--- Records supplied ---

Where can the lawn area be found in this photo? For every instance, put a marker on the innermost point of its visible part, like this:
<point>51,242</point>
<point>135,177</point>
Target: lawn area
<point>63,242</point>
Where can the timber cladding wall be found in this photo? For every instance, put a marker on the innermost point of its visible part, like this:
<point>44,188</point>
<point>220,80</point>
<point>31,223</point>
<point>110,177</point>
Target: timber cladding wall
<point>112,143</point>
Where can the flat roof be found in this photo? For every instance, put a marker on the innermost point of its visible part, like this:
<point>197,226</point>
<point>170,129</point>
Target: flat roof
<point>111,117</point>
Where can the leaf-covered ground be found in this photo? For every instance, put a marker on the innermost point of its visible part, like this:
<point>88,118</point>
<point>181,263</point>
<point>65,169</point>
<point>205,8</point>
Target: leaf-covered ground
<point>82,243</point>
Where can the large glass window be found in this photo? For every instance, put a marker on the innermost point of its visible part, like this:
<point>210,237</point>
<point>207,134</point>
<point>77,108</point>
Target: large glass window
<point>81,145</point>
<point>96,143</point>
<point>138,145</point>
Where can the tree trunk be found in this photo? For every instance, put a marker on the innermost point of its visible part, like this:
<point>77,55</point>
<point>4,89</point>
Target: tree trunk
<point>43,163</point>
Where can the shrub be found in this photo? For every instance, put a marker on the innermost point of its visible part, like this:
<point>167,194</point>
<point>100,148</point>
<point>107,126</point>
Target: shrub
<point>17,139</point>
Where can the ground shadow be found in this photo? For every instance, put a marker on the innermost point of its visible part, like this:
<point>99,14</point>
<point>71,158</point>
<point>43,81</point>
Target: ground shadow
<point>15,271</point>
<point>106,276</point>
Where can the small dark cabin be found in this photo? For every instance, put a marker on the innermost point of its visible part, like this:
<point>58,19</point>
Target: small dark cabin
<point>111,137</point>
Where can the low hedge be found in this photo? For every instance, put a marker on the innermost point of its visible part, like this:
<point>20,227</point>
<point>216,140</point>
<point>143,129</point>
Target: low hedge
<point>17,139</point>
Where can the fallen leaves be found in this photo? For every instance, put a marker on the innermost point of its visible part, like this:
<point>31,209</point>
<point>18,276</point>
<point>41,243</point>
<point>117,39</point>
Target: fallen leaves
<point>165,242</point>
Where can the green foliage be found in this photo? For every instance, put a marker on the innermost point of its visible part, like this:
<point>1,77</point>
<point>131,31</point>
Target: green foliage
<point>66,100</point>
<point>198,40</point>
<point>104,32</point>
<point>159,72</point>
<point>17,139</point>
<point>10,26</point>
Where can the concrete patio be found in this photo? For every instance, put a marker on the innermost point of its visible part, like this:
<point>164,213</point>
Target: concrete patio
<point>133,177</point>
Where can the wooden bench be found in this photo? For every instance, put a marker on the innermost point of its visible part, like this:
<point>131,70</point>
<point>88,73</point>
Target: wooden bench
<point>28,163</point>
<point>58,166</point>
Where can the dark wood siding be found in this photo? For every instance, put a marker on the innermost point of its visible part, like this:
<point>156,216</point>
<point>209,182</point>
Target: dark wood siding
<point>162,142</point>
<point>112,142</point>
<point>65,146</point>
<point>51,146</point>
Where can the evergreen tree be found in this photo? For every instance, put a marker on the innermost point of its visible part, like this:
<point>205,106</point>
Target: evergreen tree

---

Given problem
Start at the first of the rows above and stop after the line that holds "<point>138,145</point>". Rewrite that stretch with "innermost" replaced by "most central", keeping everything else unchanged, and give nothing beyond it.

Finished answer
Where can the lawn area be found in this photo? For every instance, put a marker on the most central point of its visible part, like this:
<point>51,242</point>
<point>135,177</point>
Target: lawn area
<point>63,242</point>
Where can the timber cladding wall be found in this photo? For every instance, put a marker on the most central point of its visible part, like this:
<point>44,188</point>
<point>220,80</point>
<point>31,223</point>
<point>110,177</point>
Target: timber cladding wall
<point>112,143</point>
Where can the flat roof be found in this photo? For every instance, put a marker on the most central point of its visible part, like this:
<point>197,226</point>
<point>170,129</point>
Target: flat roof
<point>111,117</point>
Where can the leaf-covered ground be found in this photo? For every instance, put a marker on the most central point of its visible part, like this:
<point>88,118</point>
<point>181,263</point>
<point>65,169</point>
<point>205,8</point>
Target: leaf-covered ground
<point>82,243</point>
Where can the large glass window be found in this photo? For every instance, put a marker on the most central point of its visible part, like this:
<point>210,237</point>
<point>207,134</point>
<point>77,108</point>
Target: large glass window
<point>81,145</point>
<point>96,143</point>
<point>138,145</point>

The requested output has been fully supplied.